_TEXT EXCERPT:_

The FCC is often lauded for expanding broadband availability, protecting consumer rights, leading spectrum innovation policies and more. Today, the Commission is equally proud to be recognized for our important work on an issue that’s my focus and one that others may not often read about: migratory bird conservation. This year, we are honored to be selected as the winner of the Presidential Migratory Bird Stewardship Award in partnership with the Federal Aviation Administration.

Every year, millions of birds migrate thousands of miles across North America to Central America and elsewhere as seasons change, following the weather from cooler to more temperate climates. Ducks, geese, sparrows, warblers and other North American migratory birds follow these flight patterns annually. The Arctic Tern, for example, migrates the farthest distance annually at approximately 44,000 miles round trip.

The Commission has an important protective role to play.

Communications towers – both wired and wireless – serve as deadly roadblocks on the paths of birds as they travel. Current research estimates that approximately 7 million birds collide with towers in North America every year during their spring and fall migrations. A documented 239 species of birds have collided with towers resulting in fatalities. For more than fifty years, migratory birds have been documented to collide with communications towers, as well as other tall structures. Wildlife biologists have concluded that migratory birds are attracted to lights used at night to warn pilots of a tower or other hazard, and appear to be more attracted to steady-burning (i.e., non-flashing) lights. Their attraction to the tower lights results in collisions with tower guy wires and the tower structure itself.

For the past six years, the FCC partnered with the FAA to protect migratory birds and to address this problem and revise the standards used for lighting communications towers and transition from steady-burning tower lights to flashing tower lights. The publication of revised lighting rules last year marked the culmination of a multi-year effort to significantly reduce mortality rates of migratory birds resulting from collisions with communications towers.

_RECORDS SHOWN:_

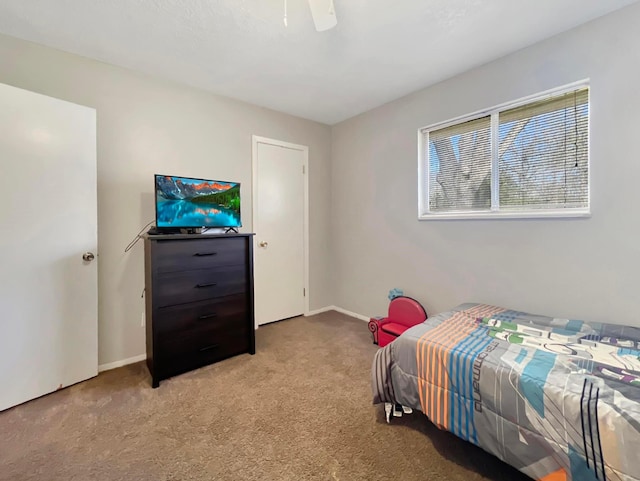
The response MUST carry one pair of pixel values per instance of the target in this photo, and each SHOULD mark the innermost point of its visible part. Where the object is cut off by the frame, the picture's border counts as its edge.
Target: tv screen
(185, 202)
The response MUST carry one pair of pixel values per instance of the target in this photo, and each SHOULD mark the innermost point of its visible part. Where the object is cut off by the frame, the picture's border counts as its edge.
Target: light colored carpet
(300, 409)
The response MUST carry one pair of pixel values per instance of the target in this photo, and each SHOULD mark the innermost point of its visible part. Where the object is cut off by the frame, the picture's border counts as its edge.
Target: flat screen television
(189, 203)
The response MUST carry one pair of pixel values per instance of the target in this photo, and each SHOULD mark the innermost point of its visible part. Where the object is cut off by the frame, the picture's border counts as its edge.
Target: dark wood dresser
(199, 301)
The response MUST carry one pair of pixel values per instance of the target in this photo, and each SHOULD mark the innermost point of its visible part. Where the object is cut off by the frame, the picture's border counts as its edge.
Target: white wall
(580, 268)
(148, 126)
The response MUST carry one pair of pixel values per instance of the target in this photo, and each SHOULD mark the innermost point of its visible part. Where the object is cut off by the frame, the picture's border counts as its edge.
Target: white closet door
(48, 220)
(278, 220)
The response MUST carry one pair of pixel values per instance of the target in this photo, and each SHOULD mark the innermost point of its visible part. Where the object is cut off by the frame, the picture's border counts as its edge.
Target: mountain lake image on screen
(184, 202)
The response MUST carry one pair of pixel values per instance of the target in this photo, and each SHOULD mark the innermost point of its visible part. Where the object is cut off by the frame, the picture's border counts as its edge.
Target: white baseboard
(319, 311)
(340, 310)
(352, 314)
(123, 362)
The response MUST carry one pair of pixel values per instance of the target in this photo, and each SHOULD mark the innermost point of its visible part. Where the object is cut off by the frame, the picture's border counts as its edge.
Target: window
(524, 159)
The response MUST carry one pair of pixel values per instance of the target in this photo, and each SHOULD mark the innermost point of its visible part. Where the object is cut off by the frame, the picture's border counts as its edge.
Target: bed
(557, 399)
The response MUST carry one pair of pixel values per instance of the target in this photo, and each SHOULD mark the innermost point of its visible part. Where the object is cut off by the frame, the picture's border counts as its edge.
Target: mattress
(558, 399)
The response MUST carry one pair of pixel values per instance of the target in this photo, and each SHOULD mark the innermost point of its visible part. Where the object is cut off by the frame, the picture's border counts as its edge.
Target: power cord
(138, 236)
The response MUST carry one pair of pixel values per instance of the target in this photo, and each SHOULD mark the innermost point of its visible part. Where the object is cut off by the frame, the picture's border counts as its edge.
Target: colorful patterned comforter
(558, 399)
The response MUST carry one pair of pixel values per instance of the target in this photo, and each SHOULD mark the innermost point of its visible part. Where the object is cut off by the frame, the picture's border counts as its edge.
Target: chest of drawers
(199, 301)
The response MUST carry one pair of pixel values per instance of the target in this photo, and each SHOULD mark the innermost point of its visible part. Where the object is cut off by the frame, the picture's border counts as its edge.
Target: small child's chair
(404, 312)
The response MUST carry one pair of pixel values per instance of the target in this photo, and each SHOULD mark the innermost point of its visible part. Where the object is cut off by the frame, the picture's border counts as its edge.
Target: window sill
(547, 214)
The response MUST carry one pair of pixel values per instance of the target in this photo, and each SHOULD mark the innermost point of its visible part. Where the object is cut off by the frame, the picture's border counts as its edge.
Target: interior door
(48, 293)
(278, 221)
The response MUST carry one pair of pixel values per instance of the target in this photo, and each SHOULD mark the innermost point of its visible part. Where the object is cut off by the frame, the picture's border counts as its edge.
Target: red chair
(404, 312)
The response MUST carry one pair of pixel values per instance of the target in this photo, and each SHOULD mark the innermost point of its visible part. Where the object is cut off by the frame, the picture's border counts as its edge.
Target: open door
(49, 274)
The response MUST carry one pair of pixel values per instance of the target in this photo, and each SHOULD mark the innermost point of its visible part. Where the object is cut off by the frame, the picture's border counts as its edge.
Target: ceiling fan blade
(324, 14)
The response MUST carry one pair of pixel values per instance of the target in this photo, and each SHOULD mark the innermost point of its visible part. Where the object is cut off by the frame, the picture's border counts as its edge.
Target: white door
(48, 220)
(279, 184)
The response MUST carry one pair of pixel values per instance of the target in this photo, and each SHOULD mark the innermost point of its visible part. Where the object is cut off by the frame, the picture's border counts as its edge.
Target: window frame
(424, 175)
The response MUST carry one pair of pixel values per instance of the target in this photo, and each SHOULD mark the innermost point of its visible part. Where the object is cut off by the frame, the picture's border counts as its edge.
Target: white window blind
(538, 165)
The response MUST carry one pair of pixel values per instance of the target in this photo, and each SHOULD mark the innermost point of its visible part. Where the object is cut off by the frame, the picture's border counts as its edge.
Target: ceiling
(380, 50)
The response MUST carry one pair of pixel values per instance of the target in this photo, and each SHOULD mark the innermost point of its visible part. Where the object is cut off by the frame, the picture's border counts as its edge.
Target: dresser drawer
(224, 313)
(180, 255)
(199, 351)
(189, 286)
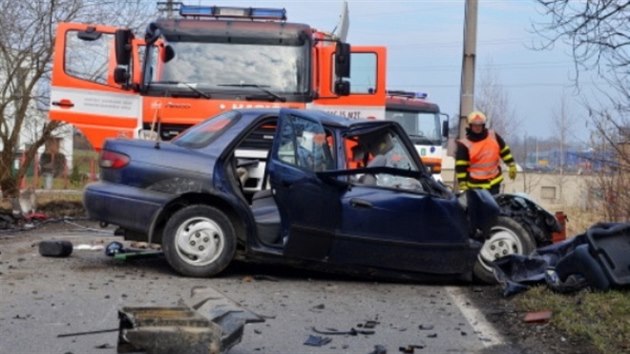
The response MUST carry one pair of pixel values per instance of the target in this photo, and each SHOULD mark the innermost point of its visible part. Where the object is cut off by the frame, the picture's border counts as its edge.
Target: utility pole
(468, 65)
(467, 93)
(169, 9)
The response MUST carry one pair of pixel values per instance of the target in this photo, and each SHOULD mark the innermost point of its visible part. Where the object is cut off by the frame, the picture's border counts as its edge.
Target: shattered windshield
(224, 67)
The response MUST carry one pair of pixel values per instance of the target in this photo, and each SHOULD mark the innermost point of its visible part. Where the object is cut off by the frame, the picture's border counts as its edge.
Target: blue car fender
(482, 211)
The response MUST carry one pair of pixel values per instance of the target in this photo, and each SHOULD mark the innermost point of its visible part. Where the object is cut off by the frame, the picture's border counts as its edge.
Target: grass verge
(602, 318)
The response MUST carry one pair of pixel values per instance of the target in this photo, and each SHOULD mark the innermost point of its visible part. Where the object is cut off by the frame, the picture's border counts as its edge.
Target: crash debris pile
(597, 259)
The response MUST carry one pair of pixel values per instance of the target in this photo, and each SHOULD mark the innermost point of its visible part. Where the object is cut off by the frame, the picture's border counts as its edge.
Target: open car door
(83, 91)
(309, 208)
(394, 216)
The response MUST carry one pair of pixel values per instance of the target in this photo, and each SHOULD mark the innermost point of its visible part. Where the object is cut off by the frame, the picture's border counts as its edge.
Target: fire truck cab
(422, 120)
(110, 83)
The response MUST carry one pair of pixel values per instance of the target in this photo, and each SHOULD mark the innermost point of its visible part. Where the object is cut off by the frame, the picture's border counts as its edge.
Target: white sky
(424, 43)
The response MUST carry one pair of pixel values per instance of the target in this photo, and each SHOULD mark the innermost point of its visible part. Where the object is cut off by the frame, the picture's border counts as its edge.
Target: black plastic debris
(411, 348)
(597, 259)
(317, 341)
(351, 332)
(379, 349)
(55, 248)
(368, 324)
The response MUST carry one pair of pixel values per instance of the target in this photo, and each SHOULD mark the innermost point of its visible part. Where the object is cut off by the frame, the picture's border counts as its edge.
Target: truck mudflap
(206, 323)
(539, 223)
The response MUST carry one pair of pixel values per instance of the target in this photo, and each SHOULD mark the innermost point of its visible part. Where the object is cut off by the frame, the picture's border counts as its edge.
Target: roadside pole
(468, 68)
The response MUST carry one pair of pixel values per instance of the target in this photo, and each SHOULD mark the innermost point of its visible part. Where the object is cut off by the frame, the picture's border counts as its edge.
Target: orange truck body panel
(102, 110)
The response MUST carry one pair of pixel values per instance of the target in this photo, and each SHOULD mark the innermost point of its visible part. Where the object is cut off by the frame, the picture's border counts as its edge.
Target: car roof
(318, 115)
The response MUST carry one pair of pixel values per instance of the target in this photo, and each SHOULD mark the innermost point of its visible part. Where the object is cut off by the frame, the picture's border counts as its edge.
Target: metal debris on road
(317, 341)
(537, 317)
(207, 322)
(351, 332)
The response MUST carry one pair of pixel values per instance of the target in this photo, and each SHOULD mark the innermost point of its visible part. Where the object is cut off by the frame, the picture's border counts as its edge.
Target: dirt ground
(532, 337)
(499, 311)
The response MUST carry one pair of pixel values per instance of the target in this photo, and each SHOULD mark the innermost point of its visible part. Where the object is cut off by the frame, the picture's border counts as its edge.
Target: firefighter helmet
(476, 117)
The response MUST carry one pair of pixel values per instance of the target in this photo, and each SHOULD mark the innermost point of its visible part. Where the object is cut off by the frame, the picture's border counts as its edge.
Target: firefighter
(477, 160)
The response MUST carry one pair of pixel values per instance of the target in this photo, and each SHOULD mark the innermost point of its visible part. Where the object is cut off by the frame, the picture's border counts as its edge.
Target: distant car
(304, 188)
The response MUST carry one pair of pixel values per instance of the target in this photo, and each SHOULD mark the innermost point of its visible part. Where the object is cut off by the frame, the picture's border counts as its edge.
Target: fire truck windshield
(229, 68)
(422, 127)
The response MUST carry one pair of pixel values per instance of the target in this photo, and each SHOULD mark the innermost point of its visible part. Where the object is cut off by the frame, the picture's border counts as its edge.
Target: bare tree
(27, 37)
(598, 32)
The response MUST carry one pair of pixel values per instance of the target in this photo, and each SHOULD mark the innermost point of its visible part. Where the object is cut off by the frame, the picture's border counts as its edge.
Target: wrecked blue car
(303, 188)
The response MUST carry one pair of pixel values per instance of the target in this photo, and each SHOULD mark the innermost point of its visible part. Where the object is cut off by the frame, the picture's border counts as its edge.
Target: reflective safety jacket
(478, 156)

_REQUIRED WORK:_
• 1. Reproduce the passage on the FCC and migratory birds word for word, beginning at the words "Communications towers –" and ending after the words "tower structure itself.".
• 2. Extend the passage on the FCC's migratory bird conservation work, picking up after its final sentence.

_RESPONSE LIST:_
• 1.
Communications towers – both wired and wireless – serve as deadly roadblocks on the paths of birds as they travel. Current research estimates that approximately 7 million birds collide with towers in North America every year during their spring and fall migrations. A documented 239 species of birds have collided with towers resulting in fatalities. For more than fifty years, migratory birds have been documented to collide with communications towers, as well as other tall structures. Wildlife biologists have concluded that migratory birds are attracted to lights used at night to warn pilots of a tower or other hazard, and appear to be more attracted to steady-burning (i.e., non-flashing) lights. Their attraction to the tower lights results in collisions with tower guy wires and the tower structure itself.

• 2.
The FAA and FCC worked together to examine alternative lighting configurations and issued new specifications to eliminate non-flashing lights on towers, thereby reducing the attraction to migratory birds without compromising pilot safety. A comparative study of bird fatalities associated with communications towers suggests that these new lighting configurations could reduce bird collisions and resulting fatalities by 70 percent each year. Going forward, new and altered towers more than 150 feet tall may only use flashing lights.  We are also encouraging owners to extinguish non-flashing lights on towers built before the new FAA standards took effect.

These efforts will result in significant reductions in avian collisions with communications towers every year in the U.S. and Canada and prevent millions of avian fatalities each year. And, extinguishing or eliminating the use of non-flashing lights on towers can save industry construction costs, maintenance costs, energy costs, and carbon output. There is little to no cost to tower owners who use the streamlined process of extinguishing tower lights on existing towers above 350 feet.